What is required:
Would you quote every entry exactly, dropping only the pictures?

[Region pointing data]
#####

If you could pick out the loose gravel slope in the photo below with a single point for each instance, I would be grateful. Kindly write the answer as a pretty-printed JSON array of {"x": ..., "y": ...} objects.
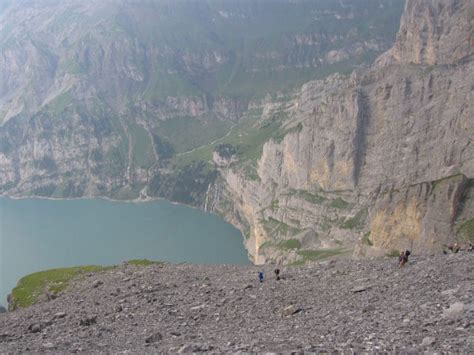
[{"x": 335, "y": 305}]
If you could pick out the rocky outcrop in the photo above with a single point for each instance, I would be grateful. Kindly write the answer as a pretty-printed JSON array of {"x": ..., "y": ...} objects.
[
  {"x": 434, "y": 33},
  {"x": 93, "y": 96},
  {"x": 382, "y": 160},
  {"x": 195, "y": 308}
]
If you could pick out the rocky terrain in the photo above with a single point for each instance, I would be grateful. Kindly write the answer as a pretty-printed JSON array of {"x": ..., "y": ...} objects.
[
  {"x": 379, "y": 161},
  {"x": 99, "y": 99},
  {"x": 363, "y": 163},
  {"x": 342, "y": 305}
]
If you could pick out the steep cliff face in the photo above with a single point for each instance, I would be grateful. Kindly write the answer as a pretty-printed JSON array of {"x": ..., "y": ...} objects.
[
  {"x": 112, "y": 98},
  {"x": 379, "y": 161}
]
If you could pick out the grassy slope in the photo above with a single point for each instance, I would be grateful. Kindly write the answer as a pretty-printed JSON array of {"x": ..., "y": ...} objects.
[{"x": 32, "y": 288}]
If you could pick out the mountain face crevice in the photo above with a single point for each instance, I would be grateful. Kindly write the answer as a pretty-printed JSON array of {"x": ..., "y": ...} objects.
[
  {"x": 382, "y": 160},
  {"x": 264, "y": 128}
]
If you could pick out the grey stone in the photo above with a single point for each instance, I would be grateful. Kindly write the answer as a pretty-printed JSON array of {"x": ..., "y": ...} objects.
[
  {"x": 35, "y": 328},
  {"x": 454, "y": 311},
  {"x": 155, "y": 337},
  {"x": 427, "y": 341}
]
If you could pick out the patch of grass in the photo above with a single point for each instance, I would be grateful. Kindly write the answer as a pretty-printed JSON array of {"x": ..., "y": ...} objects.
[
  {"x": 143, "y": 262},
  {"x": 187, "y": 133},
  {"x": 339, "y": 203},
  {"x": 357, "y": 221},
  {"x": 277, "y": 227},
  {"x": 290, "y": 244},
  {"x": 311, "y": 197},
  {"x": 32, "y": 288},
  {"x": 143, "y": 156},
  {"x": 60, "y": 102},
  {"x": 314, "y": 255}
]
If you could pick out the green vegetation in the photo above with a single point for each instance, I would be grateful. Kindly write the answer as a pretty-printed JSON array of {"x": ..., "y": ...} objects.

#####

The completed task:
If you could pick out the loose gravel slope in the photo below with a single point for each instance, I would be grateful. Kindly write the answer as a pretty-printed JSON array of {"x": ..., "y": ...} objects.
[{"x": 335, "y": 305}]
If you could pick out the rocky outcrop in the photo above with a single point for each instance, I would be grateful. Kindly write the answer as a pretty-printed JSON array of {"x": ..., "y": ...} objects.
[
  {"x": 434, "y": 33},
  {"x": 93, "y": 96},
  {"x": 382, "y": 160},
  {"x": 195, "y": 308}
]
If you could pick out the rocky terrain in the photo above with a single point for each instance, I would be grateful. Kindly write the answer as a pretty-printed JSON array of {"x": ..., "y": ...} objects.
[
  {"x": 379, "y": 161},
  {"x": 99, "y": 99},
  {"x": 363, "y": 163},
  {"x": 342, "y": 305}
]
If you could pick out the steep cliff face in the photo above with a single point for each instance, I would be grateful. Kindly write the answer as a pretty-printed JSON array of {"x": ..., "y": ...} objects.
[
  {"x": 112, "y": 98},
  {"x": 379, "y": 161}
]
If you could pick out the grassy slope in the photo above with a single point for each instance, I would be grateful. Kindly write the answer as a pretty-printed JSON array of {"x": ..., "y": ...} objects.
[{"x": 32, "y": 288}]
If you could pick out the mountain face crevice in the photo above with a single point for each instance, I would be grateful. Kindly write the answer as a pretty-printed JSON array of {"x": ..., "y": ...} objects.
[
  {"x": 382, "y": 160},
  {"x": 264, "y": 128}
]
If you could pick out the grey stone in the photo above with a single point for each instance, I would be grateful. Kindly write the answer as a pretty-printed JSON array of {"x": ..., "y": ...} objects.
[
  {"x": 35, "y": 328},
  {"x": 454, "y": 311},
  {"x": 155, "y": 337},
  {"x": 427, "y": 341}
]
If you could pick out the patch of grass in the photo above with a single point for each instance, I would be grateful. Kindly write the answer as a pretty-printed JSON array of {"x": ..., "y": ...} objects.
[
  {"x": 143, "y": 262},
  {"x": 187, "y": 133},
  {"x": 339, "y": 203},
  {"x": 357, "y": 221},
  {"x": 277, "y": 227},
  {"x": 290, "y": 244},
  {"x": 311, "y": 197},
  {"x": 32, "y": 288},
  {"x": 143, "y": 156},
  {"x": 60, "y": 102},
  {"x": 314, "y": 255}
]
If you could pick out the green vegetation in the photo above with a single point for each instance, I would be grateful. Kindly write the answer as a pretty-printed JSON array of {"x": ..., "y": ...} objects.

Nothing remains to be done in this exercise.